-------- Text section

Yes. As I stated in my response to question 10, I strongly support broad, honest and inclusive AIDS prevention efforts aimed at young people. This effort should include involvement from the Agency for HIV/AIDS, the Department of Health, the District of Columbia Public Schools, Public Charter Schools, as well as organizations that serve young people. If legislation is necessary to develop strong and well-coordinated prevention efforts in this regard, I will support it without hesitation.


14. Will you support legal recognition of marriages between partners of the same sex?

Stable relationships characterized by love and mutual support should be legally recognized. In the District, with the many unfair obstacles we must overcome as a result of Congress's veto power over our laws, I feel fairly certain that any attempt we make to legally recognize marriages between partners of the same sex would be swiftly shot down, and that the issue would be used - gleefully and contemptuously - by unsupportive members of Congress to bash the District and curry political favor at home. I worry that congressional interference in this area would create a hurdle that would significantly limit the District's ability to consider this issue in the future. My record of support for domestic partnership rights has been consistent and longstanding, and I think that the best strategy at this time would be to secure - unimpeded by Congress - legal recognition of domestic partnership rights for our citizens.

----------------

• **Aim of the task**: According to the questionnaire answers, which bodies and groups should be involved in AIDS prevention efforts aimed at young people? The listing is separate material, unconnected to the questionnaire answers.

-------- Entries supplied

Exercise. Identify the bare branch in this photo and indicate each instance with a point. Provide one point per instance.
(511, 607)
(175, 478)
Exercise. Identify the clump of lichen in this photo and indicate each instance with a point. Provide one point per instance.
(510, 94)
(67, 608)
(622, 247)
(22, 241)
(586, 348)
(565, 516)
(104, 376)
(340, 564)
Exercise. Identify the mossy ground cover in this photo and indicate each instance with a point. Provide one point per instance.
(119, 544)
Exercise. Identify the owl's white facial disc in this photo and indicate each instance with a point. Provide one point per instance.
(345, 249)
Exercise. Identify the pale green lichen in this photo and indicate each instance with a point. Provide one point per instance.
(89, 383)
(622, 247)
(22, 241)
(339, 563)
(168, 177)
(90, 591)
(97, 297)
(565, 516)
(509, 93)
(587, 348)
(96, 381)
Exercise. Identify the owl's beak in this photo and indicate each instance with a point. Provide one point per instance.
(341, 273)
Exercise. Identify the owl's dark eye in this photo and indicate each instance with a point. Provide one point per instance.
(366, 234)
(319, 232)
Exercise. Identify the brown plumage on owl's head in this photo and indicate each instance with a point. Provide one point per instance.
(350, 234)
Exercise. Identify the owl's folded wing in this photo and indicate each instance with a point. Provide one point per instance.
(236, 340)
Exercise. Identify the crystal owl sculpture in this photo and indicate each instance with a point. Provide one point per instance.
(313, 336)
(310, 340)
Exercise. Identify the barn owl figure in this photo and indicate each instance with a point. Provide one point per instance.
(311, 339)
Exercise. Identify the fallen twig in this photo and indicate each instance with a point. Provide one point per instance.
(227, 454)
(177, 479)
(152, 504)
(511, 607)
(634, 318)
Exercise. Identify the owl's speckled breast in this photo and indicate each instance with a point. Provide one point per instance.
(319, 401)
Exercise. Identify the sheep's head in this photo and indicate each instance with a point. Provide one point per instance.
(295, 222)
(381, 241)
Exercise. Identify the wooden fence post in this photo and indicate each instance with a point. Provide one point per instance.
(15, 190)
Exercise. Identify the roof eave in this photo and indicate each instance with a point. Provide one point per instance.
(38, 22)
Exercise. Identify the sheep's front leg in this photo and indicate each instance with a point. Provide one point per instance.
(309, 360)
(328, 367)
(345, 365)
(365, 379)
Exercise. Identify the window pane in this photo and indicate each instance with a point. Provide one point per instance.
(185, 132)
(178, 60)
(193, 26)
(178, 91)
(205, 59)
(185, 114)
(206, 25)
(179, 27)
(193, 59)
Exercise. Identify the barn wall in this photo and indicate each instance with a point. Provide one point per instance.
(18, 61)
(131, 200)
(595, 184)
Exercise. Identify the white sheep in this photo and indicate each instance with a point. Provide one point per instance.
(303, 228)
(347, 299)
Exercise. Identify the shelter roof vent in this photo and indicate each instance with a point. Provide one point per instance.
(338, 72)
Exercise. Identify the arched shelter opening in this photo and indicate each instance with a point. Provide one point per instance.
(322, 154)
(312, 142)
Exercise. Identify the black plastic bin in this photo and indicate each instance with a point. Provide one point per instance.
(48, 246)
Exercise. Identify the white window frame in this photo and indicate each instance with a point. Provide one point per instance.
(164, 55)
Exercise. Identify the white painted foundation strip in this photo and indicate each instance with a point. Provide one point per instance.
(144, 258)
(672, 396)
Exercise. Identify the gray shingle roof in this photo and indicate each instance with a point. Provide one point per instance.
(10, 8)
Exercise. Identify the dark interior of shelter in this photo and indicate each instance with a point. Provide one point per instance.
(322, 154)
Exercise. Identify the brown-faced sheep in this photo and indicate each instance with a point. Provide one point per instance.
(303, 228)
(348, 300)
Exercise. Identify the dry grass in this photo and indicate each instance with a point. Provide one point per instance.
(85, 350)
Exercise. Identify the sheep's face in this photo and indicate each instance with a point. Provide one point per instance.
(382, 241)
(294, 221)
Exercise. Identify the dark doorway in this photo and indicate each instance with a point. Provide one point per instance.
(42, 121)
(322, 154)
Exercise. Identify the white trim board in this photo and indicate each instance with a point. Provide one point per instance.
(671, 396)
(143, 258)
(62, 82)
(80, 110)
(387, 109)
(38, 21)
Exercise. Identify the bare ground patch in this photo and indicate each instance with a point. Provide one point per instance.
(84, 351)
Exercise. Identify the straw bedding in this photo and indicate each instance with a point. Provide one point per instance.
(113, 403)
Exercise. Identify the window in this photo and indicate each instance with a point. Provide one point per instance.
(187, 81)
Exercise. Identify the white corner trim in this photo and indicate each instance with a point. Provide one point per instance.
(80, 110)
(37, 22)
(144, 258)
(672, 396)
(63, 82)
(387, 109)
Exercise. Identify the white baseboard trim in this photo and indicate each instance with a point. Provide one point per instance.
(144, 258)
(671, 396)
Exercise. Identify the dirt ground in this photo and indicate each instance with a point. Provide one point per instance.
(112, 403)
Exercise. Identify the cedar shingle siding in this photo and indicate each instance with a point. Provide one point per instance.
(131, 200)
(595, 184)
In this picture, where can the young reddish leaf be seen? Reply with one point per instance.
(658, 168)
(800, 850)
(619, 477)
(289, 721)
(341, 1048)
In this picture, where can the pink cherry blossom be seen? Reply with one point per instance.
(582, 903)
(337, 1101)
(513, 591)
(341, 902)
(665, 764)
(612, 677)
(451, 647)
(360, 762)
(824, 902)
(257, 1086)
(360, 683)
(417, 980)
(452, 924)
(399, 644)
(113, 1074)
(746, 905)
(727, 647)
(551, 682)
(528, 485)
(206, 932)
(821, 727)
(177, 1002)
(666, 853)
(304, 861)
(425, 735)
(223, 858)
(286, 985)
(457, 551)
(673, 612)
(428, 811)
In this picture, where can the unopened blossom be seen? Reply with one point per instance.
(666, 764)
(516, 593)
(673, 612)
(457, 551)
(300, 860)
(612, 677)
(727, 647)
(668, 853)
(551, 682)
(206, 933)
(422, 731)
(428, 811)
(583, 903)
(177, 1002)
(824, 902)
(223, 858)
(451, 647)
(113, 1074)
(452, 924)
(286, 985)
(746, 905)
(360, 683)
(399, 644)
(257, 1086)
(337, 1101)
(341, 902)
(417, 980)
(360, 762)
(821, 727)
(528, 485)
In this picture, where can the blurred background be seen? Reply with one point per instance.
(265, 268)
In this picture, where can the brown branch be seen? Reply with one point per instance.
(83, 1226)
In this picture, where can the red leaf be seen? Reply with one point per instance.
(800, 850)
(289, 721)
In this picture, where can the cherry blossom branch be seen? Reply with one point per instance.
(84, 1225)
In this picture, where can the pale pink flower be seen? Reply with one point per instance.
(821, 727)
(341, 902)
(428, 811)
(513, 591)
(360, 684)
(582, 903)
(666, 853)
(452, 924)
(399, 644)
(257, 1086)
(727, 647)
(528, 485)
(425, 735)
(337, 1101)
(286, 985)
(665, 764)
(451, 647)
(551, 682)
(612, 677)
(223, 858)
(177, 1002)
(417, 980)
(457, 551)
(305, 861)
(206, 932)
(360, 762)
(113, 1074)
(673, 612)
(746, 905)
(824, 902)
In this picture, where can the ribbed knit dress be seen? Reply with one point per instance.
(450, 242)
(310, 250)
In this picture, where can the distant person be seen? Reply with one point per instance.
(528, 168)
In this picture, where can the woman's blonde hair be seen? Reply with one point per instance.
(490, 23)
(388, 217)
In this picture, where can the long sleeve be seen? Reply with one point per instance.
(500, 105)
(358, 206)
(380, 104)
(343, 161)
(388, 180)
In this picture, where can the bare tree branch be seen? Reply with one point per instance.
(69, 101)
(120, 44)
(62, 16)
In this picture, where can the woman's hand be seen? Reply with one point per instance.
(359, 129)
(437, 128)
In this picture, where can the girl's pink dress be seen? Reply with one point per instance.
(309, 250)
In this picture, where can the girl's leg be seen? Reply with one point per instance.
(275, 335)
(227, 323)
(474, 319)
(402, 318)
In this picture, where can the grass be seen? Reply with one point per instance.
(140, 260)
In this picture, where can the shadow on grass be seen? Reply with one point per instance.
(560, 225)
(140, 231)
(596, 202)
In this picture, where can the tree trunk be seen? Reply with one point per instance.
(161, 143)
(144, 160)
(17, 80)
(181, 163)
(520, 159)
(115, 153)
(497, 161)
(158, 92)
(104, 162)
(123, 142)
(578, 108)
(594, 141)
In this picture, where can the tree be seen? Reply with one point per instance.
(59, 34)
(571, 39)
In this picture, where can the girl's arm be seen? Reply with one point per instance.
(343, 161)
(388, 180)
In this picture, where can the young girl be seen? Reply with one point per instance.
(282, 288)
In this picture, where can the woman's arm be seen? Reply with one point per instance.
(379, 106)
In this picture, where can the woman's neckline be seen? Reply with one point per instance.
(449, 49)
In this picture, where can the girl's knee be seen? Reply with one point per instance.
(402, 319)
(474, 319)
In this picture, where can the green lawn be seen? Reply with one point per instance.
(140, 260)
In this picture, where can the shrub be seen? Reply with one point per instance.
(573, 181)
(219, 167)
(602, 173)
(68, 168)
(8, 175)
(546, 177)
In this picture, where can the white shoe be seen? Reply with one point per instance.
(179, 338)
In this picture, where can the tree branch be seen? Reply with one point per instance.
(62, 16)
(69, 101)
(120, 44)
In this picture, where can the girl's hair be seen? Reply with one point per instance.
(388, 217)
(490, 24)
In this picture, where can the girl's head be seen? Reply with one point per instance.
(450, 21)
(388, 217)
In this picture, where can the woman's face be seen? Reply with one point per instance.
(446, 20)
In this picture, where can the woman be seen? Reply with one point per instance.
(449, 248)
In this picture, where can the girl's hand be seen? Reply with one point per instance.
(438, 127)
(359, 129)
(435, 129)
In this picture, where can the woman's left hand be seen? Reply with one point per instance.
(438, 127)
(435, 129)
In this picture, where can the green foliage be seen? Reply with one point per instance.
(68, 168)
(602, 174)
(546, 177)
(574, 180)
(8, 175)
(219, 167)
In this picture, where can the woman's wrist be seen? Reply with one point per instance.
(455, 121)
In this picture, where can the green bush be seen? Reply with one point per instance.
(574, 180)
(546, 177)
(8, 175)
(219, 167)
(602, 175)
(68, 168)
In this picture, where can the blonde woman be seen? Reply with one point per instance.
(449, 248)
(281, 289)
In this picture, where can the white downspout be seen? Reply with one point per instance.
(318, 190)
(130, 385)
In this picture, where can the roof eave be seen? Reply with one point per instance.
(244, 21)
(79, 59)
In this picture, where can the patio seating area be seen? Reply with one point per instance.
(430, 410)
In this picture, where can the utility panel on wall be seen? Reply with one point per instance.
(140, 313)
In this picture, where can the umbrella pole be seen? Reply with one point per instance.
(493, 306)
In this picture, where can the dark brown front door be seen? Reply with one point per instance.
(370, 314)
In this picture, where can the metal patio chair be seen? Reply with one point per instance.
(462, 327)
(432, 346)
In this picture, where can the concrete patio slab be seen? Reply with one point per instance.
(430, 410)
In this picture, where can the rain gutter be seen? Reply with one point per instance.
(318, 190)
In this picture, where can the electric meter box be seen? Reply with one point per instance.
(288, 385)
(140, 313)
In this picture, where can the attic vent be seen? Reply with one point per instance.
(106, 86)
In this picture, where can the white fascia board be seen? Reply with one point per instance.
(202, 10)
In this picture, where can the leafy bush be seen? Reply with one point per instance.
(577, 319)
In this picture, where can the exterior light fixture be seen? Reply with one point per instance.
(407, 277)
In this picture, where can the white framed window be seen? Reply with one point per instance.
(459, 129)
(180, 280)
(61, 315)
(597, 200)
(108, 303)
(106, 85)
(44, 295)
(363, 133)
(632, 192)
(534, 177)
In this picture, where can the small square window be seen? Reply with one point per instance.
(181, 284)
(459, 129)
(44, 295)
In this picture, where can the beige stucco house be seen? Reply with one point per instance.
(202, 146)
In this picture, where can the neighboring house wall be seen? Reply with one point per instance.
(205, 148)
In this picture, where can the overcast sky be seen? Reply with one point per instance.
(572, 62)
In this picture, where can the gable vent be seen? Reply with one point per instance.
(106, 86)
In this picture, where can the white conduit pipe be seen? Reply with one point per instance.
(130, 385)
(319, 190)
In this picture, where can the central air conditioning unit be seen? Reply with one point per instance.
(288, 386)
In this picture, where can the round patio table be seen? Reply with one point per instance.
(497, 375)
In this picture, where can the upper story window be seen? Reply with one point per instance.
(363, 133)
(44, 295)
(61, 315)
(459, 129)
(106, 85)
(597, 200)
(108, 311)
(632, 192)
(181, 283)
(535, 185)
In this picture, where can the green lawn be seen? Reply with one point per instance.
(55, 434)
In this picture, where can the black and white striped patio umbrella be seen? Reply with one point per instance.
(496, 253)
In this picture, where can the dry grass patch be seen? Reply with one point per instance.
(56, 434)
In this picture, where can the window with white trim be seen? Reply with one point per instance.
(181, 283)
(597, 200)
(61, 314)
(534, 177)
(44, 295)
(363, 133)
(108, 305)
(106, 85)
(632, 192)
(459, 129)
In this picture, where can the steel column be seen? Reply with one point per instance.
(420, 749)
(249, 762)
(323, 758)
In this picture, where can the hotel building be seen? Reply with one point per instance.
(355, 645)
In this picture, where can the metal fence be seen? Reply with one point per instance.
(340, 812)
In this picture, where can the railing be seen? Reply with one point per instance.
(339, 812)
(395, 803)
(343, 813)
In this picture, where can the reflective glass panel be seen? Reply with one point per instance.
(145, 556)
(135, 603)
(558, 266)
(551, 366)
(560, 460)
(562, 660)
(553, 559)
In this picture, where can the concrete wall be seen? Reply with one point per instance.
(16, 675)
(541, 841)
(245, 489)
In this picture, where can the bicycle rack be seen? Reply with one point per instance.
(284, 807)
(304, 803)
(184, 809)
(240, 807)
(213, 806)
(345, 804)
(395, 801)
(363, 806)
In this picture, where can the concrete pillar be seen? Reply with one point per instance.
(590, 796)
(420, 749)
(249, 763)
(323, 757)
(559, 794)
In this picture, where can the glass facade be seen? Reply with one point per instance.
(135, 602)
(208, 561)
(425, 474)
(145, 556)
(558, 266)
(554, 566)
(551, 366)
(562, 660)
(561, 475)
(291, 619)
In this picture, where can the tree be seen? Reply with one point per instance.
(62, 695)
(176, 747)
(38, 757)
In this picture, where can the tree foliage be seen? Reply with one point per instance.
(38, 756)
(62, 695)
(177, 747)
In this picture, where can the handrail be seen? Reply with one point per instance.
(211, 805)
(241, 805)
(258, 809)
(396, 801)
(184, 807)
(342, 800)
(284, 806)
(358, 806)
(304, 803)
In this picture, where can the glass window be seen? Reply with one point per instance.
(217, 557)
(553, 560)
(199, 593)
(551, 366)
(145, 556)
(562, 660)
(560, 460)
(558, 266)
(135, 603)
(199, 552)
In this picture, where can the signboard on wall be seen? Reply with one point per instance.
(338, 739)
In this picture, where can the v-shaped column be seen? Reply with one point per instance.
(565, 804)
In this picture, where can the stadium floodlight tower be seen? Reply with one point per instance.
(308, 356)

----------------

• **Result for this exercise**:
- The Agency for HIV/AIDS
- The Department of Health
- The District of Columbia Public Schools
- Public Charter Schools
- Organizations that serve young people